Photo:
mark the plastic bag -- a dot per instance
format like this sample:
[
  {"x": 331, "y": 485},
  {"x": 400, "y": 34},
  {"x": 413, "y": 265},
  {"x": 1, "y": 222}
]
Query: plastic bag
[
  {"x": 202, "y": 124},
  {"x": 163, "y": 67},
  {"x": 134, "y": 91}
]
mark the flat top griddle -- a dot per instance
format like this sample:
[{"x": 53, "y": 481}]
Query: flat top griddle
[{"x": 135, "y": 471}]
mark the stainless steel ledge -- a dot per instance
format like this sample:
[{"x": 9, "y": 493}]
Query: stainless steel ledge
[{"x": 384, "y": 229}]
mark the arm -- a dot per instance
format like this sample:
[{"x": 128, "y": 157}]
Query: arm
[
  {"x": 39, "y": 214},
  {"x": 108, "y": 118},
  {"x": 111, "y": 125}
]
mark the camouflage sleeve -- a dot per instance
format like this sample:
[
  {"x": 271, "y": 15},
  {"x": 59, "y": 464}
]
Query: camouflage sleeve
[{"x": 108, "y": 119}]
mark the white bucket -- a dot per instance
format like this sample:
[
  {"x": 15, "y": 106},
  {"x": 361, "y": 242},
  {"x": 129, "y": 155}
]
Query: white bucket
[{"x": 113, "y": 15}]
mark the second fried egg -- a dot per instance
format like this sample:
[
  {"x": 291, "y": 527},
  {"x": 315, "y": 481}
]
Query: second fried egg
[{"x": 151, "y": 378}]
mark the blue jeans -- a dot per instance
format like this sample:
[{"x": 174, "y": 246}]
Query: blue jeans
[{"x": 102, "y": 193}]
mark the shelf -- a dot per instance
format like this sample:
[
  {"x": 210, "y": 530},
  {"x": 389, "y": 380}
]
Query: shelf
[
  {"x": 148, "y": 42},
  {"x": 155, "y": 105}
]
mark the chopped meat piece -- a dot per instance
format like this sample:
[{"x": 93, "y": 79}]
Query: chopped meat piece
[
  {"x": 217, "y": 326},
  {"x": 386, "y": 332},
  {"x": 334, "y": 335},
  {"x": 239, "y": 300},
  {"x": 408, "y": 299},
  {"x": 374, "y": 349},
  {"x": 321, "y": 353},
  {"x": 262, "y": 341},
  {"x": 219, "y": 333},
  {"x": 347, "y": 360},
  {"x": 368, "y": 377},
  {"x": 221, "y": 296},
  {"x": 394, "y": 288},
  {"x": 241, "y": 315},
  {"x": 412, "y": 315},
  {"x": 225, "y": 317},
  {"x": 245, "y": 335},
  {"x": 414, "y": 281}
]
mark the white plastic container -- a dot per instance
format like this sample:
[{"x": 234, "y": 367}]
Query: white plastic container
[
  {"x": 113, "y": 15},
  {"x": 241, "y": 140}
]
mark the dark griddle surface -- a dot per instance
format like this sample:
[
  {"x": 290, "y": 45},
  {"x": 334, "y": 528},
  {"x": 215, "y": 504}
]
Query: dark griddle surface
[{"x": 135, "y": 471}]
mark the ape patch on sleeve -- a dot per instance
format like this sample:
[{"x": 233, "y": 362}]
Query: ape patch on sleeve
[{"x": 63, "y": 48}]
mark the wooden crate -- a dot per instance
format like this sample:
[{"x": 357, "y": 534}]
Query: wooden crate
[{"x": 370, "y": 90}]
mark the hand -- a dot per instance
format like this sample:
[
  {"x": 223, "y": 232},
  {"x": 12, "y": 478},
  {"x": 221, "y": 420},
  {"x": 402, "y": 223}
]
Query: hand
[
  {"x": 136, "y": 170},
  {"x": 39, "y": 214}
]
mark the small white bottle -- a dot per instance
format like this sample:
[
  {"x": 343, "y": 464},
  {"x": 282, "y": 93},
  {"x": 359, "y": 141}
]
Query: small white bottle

========================

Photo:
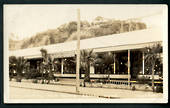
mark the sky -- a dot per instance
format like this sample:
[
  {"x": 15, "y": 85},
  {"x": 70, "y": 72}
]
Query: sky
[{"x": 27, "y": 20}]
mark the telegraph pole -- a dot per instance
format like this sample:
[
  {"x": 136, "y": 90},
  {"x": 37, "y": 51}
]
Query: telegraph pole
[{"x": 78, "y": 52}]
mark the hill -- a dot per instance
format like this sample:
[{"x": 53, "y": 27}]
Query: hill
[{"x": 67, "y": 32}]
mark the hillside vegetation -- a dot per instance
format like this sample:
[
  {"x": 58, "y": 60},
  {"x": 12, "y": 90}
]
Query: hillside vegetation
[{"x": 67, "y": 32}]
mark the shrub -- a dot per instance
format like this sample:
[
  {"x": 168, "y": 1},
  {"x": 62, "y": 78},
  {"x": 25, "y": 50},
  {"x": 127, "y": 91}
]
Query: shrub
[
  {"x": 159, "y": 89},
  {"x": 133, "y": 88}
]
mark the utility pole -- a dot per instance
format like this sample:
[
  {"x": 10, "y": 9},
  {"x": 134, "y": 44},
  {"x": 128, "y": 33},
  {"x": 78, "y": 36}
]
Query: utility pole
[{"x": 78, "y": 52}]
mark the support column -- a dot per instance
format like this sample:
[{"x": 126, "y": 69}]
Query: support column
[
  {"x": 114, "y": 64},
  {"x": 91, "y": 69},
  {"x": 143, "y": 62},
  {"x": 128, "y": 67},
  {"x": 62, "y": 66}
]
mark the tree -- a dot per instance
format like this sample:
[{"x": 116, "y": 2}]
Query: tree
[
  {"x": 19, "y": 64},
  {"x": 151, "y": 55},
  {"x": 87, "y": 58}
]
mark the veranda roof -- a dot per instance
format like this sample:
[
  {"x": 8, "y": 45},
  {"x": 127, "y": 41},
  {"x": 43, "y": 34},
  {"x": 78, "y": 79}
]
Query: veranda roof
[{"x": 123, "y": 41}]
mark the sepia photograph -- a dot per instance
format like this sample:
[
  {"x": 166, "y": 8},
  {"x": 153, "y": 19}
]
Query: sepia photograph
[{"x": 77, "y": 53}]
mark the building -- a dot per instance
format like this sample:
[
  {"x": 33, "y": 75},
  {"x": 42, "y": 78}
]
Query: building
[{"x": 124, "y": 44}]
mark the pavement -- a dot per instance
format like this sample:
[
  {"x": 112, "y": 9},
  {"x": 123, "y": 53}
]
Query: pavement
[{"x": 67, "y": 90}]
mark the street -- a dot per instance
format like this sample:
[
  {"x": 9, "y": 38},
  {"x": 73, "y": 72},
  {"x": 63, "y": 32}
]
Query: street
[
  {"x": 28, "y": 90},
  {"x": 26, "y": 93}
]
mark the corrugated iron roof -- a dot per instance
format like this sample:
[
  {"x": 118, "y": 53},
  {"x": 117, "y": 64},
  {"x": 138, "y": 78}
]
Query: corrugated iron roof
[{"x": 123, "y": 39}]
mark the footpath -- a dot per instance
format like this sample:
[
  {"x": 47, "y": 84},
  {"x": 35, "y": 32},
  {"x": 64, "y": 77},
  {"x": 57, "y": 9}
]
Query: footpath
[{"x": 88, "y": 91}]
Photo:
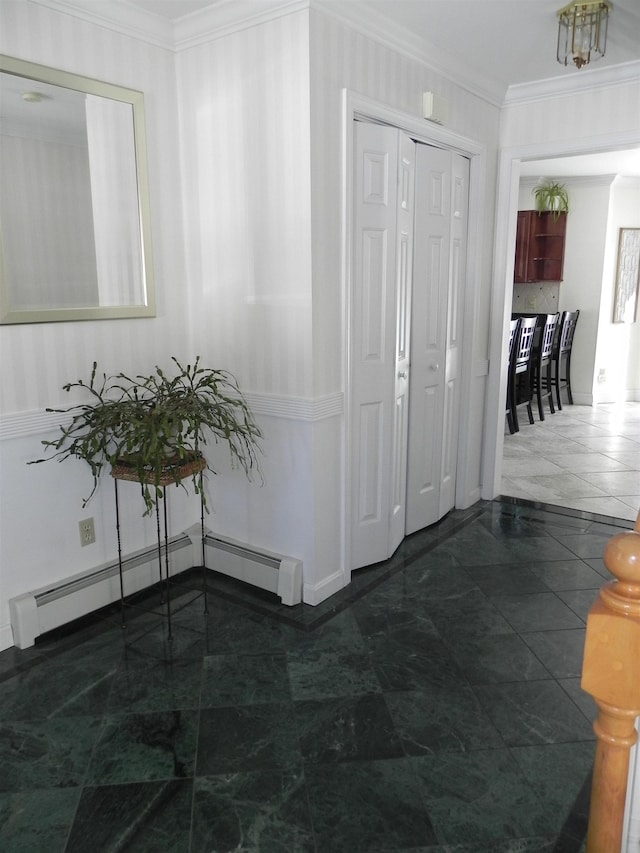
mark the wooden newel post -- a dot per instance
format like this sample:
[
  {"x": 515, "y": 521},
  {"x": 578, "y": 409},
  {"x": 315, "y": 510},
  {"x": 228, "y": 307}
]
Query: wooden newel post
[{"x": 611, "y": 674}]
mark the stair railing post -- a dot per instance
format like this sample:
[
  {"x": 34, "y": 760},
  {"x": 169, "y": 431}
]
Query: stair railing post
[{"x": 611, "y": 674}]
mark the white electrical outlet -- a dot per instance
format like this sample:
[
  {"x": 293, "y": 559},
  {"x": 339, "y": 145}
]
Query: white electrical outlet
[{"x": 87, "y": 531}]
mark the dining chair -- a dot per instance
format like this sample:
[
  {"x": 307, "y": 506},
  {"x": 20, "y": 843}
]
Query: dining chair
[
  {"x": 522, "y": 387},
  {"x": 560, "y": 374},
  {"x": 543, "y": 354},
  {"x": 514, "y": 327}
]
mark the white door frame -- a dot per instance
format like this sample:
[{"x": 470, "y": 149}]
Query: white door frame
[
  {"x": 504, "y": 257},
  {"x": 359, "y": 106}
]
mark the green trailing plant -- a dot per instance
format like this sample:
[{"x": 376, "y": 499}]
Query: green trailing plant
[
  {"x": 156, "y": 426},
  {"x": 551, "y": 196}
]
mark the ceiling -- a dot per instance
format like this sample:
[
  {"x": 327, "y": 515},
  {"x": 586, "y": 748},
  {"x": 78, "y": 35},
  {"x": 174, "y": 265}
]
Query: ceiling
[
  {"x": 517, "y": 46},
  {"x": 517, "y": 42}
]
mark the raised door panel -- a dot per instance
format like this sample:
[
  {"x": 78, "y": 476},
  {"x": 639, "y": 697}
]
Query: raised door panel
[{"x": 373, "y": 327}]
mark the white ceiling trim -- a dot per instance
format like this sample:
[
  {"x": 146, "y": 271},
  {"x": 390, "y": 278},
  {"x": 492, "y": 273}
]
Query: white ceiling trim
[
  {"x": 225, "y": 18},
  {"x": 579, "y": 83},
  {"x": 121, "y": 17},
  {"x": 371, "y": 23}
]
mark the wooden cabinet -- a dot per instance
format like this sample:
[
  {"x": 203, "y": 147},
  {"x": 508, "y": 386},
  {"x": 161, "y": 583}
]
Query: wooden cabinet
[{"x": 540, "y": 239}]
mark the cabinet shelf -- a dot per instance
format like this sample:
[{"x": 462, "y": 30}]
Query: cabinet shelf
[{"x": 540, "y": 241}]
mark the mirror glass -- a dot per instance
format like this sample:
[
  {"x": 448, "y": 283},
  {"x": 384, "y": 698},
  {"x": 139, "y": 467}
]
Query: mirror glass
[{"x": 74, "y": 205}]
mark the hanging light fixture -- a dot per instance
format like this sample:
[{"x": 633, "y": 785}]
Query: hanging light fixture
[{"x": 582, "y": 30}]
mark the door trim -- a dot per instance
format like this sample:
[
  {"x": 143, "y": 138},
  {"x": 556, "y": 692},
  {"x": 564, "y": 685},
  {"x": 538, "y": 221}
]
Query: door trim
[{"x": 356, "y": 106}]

========================

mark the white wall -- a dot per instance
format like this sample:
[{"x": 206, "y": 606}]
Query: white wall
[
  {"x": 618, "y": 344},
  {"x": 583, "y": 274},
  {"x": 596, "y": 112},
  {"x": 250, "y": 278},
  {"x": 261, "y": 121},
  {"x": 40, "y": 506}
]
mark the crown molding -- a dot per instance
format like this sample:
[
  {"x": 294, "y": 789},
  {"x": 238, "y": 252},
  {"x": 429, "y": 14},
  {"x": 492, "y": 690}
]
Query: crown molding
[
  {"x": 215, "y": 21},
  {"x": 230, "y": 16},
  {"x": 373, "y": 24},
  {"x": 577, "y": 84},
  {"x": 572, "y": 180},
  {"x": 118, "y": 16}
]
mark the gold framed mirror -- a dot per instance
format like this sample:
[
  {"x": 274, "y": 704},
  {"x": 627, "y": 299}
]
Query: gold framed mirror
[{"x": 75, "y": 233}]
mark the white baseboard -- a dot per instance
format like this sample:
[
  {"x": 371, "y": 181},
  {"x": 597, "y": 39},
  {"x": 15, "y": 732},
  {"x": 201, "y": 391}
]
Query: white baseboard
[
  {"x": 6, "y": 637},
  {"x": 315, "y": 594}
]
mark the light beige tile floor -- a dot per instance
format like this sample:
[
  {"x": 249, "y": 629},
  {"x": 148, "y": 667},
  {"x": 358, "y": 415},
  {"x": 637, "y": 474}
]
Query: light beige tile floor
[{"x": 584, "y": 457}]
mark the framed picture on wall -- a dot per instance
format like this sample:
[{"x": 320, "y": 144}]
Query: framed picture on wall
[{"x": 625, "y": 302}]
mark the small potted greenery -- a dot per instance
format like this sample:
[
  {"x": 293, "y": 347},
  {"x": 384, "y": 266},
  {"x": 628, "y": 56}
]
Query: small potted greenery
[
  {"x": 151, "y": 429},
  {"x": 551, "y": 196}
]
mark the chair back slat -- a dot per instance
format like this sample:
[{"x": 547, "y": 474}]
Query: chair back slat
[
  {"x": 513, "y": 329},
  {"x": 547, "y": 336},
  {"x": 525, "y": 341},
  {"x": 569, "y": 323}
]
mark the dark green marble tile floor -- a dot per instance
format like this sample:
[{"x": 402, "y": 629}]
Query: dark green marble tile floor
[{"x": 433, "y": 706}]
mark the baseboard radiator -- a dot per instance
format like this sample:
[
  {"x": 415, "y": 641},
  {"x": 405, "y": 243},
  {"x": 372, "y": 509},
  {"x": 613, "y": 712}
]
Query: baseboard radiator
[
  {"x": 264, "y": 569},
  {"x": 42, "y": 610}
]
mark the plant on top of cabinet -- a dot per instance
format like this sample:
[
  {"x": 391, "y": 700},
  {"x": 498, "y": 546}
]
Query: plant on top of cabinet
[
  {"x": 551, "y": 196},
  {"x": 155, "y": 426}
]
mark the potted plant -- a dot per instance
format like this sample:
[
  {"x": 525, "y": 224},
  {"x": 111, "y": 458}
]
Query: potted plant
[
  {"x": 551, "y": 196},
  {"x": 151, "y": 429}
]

========================

Skaliere in der Auflistung die Zeilen zwischen der Zeile mit „mark the dark griddle“ und der Zeile mit „Query: small white bottle“, beide eingeschlossen, und gib nur diese samt den Anweisungen vollständig wieder. Multipliziere dabei jede Koordinate in den Antworten mit 2,1 und runde auf ganze Zahlen, wobei ab ,5 aufgerundet wird; die Zahlen in den Formatbeispielen bleiben unverändert.

mark the dark griddle surface -- a dot per instance
format like this sample:
[
  {"x": 290, "y": 45},
  {"x": 334, "y": 528},
  {"x": 215, "y": 504}
]
Query: dark griddle surface
[{"x": 284, "y": 989}]
mark the ape patch on sleeve -- a dot per instance
format like this sample:
[{"x": 233, "y": 362}]
Query: ape patch on sleeve
[{"x": 132, "y": 101}]
mark the wooden crate -- a dot per instance
format like this sample:
[{"x": 357, "y": 534}]
Query: wooden crate
[{"x": 777, "y": 189}]
mark the hand -- a dot per instance
format like this sample:
[
  {"x": 223, "y": 232},
  {"x": 12, "y": 478},
  {"x": 221, "y": 420},
  {"x": 402, "y": 223}
]
Query: hand
[
  {"x": 286, "y": 357},
  {"x": 82, "y": 449}
]
mark the small white bottle -- a dot per instance
format like this sample:
[
  {"x": 343, "y": 464},
  {"x": 282, "y": 93},
  {"x": 359, "y": 141}
]
Query: small white bottle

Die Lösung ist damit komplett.